* [Exercise details] From the records below, pick out and copy every line that contains the word "soil".

------------

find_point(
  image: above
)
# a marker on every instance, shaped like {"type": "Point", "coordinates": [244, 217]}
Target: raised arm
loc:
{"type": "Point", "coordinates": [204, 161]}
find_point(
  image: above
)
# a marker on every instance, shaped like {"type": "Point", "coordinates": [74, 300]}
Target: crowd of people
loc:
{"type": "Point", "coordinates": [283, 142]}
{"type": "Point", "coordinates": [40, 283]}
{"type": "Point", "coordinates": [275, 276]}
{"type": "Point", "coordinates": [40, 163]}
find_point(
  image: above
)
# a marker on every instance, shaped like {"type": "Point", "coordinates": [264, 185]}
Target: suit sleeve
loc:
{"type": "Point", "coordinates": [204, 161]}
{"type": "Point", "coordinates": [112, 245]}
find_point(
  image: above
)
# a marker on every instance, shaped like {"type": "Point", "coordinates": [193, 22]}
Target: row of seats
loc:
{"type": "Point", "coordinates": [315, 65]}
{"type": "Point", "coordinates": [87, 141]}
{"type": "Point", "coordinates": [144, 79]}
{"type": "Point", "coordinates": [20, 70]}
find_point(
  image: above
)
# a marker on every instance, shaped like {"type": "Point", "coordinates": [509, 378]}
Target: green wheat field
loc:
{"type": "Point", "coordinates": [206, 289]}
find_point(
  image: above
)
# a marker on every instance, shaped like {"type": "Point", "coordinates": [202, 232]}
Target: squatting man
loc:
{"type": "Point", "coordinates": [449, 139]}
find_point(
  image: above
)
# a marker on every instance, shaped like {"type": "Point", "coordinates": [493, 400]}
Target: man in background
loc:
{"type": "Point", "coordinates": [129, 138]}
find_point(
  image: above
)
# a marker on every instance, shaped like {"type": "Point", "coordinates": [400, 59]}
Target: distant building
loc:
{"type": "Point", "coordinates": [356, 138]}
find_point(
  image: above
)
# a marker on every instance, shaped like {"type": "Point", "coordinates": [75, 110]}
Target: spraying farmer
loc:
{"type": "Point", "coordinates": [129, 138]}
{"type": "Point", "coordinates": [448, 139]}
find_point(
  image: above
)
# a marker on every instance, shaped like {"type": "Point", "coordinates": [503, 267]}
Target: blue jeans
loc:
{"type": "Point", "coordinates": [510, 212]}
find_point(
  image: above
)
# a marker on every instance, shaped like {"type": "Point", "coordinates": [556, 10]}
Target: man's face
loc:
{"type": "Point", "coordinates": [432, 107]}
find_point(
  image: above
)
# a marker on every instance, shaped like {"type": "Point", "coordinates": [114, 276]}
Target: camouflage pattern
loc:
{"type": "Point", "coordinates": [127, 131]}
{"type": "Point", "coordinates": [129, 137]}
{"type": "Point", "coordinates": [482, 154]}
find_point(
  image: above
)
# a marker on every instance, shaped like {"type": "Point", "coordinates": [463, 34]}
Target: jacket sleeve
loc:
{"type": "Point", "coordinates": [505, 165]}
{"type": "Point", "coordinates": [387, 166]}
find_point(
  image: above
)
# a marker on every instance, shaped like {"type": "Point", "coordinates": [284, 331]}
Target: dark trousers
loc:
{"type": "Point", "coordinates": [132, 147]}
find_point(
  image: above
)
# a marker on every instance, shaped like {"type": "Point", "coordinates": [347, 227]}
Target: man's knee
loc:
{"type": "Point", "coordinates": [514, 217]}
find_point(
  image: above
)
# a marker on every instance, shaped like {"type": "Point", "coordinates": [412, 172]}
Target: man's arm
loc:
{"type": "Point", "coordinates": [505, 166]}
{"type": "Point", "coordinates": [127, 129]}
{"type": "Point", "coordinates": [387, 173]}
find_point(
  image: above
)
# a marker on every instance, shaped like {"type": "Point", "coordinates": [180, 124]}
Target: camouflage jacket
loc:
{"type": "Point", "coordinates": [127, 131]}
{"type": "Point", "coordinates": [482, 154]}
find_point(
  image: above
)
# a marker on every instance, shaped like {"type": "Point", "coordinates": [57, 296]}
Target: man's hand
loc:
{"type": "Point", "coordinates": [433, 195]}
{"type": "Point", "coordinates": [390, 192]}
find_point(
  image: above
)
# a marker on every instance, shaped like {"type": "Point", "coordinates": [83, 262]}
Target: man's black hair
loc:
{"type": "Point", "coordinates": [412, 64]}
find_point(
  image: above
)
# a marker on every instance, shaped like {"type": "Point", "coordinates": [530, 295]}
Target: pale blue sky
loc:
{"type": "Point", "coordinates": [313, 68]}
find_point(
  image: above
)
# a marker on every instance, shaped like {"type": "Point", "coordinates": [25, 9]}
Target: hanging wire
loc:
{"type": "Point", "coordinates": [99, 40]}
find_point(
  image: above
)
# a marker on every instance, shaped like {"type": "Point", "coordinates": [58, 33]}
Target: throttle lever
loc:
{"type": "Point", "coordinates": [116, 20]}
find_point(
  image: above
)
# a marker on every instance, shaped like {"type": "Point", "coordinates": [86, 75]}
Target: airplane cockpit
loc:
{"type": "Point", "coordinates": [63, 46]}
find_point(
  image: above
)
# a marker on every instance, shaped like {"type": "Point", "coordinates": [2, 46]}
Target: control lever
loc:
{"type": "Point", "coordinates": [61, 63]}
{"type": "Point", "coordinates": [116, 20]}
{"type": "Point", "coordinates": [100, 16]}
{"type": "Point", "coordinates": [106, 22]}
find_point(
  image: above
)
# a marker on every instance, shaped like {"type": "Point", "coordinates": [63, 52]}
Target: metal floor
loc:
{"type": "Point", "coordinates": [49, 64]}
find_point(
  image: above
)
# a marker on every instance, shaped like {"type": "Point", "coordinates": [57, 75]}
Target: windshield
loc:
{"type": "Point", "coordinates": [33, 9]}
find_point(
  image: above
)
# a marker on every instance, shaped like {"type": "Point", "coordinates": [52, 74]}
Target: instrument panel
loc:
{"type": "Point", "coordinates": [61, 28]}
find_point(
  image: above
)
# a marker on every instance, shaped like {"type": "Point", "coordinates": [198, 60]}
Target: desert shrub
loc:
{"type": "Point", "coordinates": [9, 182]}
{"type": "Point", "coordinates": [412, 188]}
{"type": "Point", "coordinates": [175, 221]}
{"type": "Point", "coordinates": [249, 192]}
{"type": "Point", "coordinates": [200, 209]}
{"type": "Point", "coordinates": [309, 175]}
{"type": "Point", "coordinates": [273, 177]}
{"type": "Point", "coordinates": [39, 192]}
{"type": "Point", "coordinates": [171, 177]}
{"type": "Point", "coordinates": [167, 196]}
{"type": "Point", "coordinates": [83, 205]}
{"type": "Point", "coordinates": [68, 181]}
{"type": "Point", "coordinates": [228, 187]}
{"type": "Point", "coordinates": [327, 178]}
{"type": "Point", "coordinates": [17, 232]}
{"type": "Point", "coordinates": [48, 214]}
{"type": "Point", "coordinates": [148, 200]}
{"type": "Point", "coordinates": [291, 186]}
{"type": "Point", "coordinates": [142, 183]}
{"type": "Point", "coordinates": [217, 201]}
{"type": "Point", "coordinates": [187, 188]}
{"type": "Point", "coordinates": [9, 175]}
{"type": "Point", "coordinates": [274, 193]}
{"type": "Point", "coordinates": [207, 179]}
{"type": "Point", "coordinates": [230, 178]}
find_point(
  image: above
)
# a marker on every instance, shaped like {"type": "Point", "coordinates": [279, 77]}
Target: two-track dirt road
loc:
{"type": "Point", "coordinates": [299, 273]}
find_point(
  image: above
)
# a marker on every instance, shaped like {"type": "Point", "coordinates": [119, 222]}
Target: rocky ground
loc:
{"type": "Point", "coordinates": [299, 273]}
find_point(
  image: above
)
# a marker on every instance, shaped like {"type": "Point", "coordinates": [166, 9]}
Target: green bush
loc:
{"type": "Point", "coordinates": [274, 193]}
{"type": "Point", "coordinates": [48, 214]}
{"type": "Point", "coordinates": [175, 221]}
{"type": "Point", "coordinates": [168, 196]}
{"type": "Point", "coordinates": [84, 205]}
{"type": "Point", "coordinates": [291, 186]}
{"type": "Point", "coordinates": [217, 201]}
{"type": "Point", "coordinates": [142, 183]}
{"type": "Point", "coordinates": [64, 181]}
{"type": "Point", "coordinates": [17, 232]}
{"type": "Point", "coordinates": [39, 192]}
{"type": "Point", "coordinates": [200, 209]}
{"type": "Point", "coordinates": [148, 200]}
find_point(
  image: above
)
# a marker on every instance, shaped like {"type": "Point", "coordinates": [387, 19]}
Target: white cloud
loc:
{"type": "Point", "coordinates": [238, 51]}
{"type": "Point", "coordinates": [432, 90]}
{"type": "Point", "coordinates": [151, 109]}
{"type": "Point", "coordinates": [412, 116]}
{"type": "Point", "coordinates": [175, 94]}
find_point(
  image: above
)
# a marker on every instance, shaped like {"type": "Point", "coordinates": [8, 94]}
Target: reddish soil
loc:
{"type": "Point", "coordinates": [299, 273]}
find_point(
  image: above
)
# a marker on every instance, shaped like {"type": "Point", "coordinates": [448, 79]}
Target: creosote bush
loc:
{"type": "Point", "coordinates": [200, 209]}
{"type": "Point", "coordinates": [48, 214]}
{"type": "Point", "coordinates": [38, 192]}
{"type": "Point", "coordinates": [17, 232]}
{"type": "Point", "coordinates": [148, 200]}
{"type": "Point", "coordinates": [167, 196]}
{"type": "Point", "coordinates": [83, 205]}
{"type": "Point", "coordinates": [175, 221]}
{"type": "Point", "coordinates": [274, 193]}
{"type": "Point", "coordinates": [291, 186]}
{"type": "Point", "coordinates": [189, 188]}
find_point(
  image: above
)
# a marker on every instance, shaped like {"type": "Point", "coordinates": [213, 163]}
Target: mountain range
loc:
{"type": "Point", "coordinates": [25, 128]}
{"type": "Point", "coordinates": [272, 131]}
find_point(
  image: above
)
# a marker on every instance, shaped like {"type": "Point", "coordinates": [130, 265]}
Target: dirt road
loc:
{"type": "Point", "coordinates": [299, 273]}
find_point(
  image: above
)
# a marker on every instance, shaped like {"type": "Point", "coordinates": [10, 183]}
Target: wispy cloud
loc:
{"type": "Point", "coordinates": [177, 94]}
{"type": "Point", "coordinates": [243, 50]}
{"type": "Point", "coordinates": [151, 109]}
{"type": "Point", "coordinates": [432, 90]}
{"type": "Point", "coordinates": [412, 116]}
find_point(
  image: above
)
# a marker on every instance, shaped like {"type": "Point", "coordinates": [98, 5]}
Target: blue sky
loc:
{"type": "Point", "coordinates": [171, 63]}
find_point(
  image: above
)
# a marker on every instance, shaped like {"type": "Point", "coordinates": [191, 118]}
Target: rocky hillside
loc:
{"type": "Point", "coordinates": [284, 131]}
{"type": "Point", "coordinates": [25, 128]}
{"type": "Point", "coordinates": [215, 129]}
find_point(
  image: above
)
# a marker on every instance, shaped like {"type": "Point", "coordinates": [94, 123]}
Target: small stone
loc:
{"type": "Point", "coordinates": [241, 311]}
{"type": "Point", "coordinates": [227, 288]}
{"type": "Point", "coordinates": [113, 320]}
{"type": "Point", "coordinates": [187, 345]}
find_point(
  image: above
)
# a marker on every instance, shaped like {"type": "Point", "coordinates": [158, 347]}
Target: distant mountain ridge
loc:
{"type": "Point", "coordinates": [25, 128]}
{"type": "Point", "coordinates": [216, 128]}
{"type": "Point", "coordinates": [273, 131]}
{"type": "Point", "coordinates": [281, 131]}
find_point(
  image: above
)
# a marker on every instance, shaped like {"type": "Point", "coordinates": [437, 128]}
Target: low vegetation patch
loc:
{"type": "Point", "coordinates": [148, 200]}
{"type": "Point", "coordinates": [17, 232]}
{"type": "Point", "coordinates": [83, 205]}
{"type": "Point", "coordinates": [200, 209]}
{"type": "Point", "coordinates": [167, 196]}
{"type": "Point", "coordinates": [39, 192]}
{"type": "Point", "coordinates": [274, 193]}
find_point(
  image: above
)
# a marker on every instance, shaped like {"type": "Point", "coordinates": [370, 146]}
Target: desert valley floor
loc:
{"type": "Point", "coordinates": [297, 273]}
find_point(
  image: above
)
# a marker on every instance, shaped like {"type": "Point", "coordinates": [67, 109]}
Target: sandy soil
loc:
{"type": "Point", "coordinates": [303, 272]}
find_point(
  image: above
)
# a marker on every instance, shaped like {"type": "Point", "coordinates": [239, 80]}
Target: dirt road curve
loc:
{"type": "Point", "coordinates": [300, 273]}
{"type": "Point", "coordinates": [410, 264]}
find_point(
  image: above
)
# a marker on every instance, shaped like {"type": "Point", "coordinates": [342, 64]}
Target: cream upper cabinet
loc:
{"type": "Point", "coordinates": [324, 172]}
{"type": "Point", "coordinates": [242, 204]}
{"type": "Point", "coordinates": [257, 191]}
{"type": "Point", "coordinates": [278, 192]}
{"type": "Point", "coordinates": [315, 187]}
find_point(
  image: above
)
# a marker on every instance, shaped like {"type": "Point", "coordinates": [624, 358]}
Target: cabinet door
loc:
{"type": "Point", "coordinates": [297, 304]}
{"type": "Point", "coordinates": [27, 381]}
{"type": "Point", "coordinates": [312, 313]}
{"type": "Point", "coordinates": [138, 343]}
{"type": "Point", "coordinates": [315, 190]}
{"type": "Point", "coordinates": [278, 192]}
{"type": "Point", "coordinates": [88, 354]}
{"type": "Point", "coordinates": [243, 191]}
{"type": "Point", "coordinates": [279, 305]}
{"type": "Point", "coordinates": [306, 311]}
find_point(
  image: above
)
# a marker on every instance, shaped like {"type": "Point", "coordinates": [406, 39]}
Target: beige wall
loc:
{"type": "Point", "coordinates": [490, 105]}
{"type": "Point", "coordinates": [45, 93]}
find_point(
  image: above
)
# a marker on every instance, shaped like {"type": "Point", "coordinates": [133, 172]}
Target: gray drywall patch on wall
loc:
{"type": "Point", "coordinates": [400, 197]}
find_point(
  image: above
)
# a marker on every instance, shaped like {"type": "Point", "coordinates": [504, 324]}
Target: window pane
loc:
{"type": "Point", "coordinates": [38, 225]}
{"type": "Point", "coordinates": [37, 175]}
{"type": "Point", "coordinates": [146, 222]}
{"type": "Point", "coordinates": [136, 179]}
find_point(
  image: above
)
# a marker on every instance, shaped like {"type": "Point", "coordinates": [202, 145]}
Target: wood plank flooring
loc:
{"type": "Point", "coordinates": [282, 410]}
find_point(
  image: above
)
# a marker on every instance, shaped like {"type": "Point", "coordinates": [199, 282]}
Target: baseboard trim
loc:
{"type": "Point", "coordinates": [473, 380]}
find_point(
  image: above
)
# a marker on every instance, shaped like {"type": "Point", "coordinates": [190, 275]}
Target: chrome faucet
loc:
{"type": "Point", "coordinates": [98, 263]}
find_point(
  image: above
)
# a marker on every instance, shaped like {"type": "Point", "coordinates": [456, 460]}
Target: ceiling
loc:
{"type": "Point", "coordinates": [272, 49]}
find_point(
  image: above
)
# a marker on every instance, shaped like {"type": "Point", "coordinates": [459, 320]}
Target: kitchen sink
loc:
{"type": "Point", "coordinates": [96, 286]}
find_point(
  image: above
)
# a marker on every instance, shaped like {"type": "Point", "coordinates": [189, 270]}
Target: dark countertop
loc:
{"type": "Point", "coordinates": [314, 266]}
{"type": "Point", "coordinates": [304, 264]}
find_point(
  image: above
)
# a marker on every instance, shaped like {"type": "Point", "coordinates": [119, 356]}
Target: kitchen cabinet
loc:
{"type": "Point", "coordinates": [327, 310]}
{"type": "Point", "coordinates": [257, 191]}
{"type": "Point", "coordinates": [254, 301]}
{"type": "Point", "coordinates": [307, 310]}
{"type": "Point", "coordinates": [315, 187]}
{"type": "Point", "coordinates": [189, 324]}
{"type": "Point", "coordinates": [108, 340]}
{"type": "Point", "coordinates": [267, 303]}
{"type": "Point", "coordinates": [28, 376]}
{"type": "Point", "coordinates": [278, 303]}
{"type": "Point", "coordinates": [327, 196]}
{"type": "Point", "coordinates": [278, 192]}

------------

* [The completed task]
Target: reddish soil
Target: sandy soil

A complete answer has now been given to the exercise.